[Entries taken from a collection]
*** Block opens ***

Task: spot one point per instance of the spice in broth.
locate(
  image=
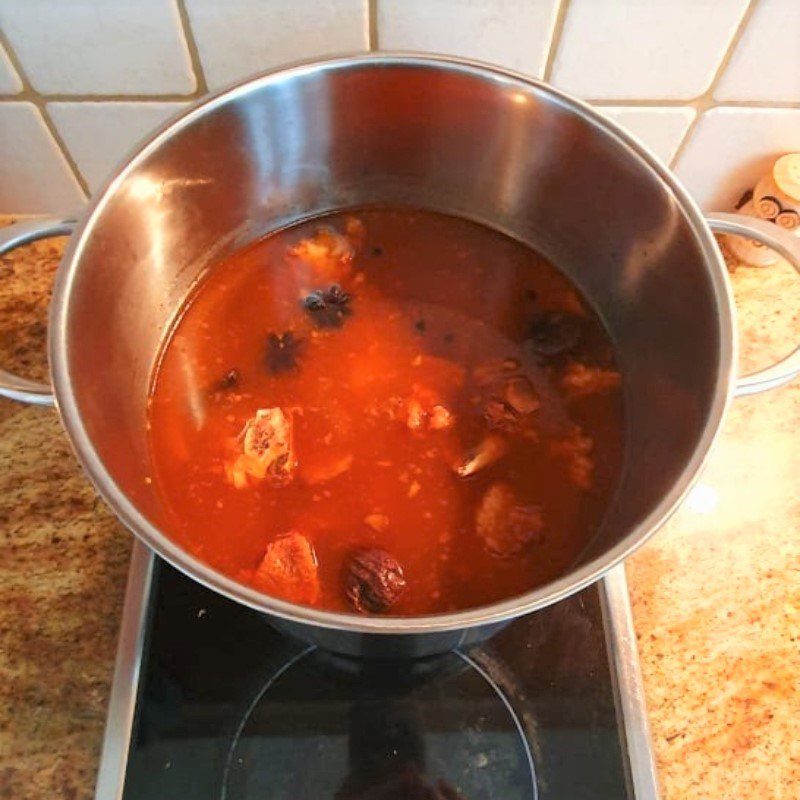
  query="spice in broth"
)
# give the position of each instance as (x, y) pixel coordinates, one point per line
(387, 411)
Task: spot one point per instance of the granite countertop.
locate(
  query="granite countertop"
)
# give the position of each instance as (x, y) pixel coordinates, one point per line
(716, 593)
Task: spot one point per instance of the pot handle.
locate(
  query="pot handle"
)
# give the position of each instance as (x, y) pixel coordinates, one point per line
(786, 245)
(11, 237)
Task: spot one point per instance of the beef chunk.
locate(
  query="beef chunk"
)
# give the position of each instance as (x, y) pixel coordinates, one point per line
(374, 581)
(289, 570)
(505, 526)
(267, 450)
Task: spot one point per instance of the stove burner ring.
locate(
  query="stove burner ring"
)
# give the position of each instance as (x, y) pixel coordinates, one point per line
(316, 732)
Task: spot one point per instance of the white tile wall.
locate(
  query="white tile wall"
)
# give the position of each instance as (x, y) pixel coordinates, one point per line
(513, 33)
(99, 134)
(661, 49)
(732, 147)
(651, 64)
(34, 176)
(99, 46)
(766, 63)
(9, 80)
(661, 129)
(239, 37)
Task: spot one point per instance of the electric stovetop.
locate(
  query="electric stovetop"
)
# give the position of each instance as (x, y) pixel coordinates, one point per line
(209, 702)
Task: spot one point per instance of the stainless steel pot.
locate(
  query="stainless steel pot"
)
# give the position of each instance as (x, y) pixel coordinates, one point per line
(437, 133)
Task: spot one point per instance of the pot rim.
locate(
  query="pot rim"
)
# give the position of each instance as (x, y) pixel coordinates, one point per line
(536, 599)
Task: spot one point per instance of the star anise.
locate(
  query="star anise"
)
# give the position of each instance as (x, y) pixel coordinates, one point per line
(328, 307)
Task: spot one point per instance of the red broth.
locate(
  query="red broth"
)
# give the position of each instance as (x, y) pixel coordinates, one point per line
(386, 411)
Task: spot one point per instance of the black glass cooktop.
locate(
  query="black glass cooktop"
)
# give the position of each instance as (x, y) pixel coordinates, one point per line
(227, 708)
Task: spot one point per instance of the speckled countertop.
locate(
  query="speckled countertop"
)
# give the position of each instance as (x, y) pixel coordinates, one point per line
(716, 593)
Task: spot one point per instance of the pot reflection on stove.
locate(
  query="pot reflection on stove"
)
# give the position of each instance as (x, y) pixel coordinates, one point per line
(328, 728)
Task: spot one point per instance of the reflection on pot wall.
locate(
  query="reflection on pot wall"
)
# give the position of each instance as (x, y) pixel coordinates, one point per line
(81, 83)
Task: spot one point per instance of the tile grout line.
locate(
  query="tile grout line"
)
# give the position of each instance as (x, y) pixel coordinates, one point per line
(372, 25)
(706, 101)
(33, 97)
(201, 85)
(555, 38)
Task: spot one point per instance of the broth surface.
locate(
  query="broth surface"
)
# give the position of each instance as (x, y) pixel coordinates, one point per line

*** Block closes ***

▶ [Instructions for the task]: Could you please write out the entries exactly as they are, with every picture left out?

▶ [Task response]:
Task: spot one point per instance of the spice in broth.
locate(
  image=
  query="spice in broth"
)
# give the position of each instance as (x, y) pixel coordinates, one point per line
(387, 411)
Task: spot one point per instance of the granite countertop.
locate(
  query="granite countertop"
)
# give the position of each instance as (x, y) pixel coordinates, one point per line
(716, 593)
Task: spot one point per instance of the pot handle.
locate(
  query="pot handle"
)
# give the position of each instance as (x, y) pixel coordinates, one point per line
(786, 245)
(11, 237)
Task: spot one point per instance of the beef chunk.
locate(
  query="beef chunk"
)
# give the position of each instance as (x, y) pixel coordinates, one point per line
(374, 581)
(289, 570)
(505, 526)
(267, 450)
Task: spot one point per instance of the stove burner ring.
locate(
  query="stove burner ring"
)
# give the position of each instance as (x, y) pixel coordinates, one point per line
(316, 732)
Task: spot one point per instance of the white tile wall.
locate(
  query="white tile wall"
)
# give the position of each instance as (x, y) pixel coordinates, one point per line
(513, 33)
(99, 134)
(661, 49)
(732, 147)
(651, 64)
(34, 176)
(99, 46)
(766, 63)
(9, 80)
(661, 129)
(239, 37)
Task: spot one point per instance of the electric stovetop.
locate(
  query="electric stovetop"
)
# give the position of each instance as (x, y) pixel coordinates, one point per line
(209, 702)
Task: spot one point per instance of the stainless steel pot.
locate(
  query="stainless steel pot"
)
# give the position of each instance as (x, y) pixel coordinates, one point per line
(437, 133)
Task: spot one point per instance of the pot rim.
locate(
  query="pot rim"
)
# give the position of each instance as (x, y) pixel coordinates, one point per line
(536, 599)
Task: spot one point per instance of the star anise.
locate(
  query="star anise"
)
# give the position of each instance as (x, y) pixel coordinates, one point per line
(328, 307)
Task: spot one point per instance of the red broth.
locate(
  query="red broth"
)
# give the position of each instance as (x, y) pixel coordinates, one point per line
(386, 411)
Task: spot one point per instance of the black glass cooktop.
locate(
  query="black glass cooktop"
)
# give the position of each instance as (x, y) pixel coordinates, one point per line
(227, 708)
Task: spot one point per instance of the speckled countertop.
locate(
  query="speckled countertop"
)
# give the position of each instance as (x, y) pixel coordinates, one point per line
(716, 593)
Task: spot one point per instance of the pot reflection on stove.
locate(
  query="pot reflection on stove"
)
# give the position of each instance as (x, y) pixel coordinates, one point per line
(328, 728)
Task: spot one point per instance of the reflection on pot wall.
locate(
  query="reflection on pot wall"
)
# give the position of each instance as (x, y) pixel coordinates, one point per line
(81, 83)
Task: spot one point per instance of the tile grout line.
locate(
  query="tile grout line"
)
# give the position of each instance as (x, y) pixel coordinates, one point per line
(372, 25)
(706, 101)
(33, 97)
(201, 85)
(555, 38)
Task: spot one point per instance of the broth surface.
locate(
  query="broth surface"
)
# give the position of each instance as (x, y) pixel coordinates, one point per line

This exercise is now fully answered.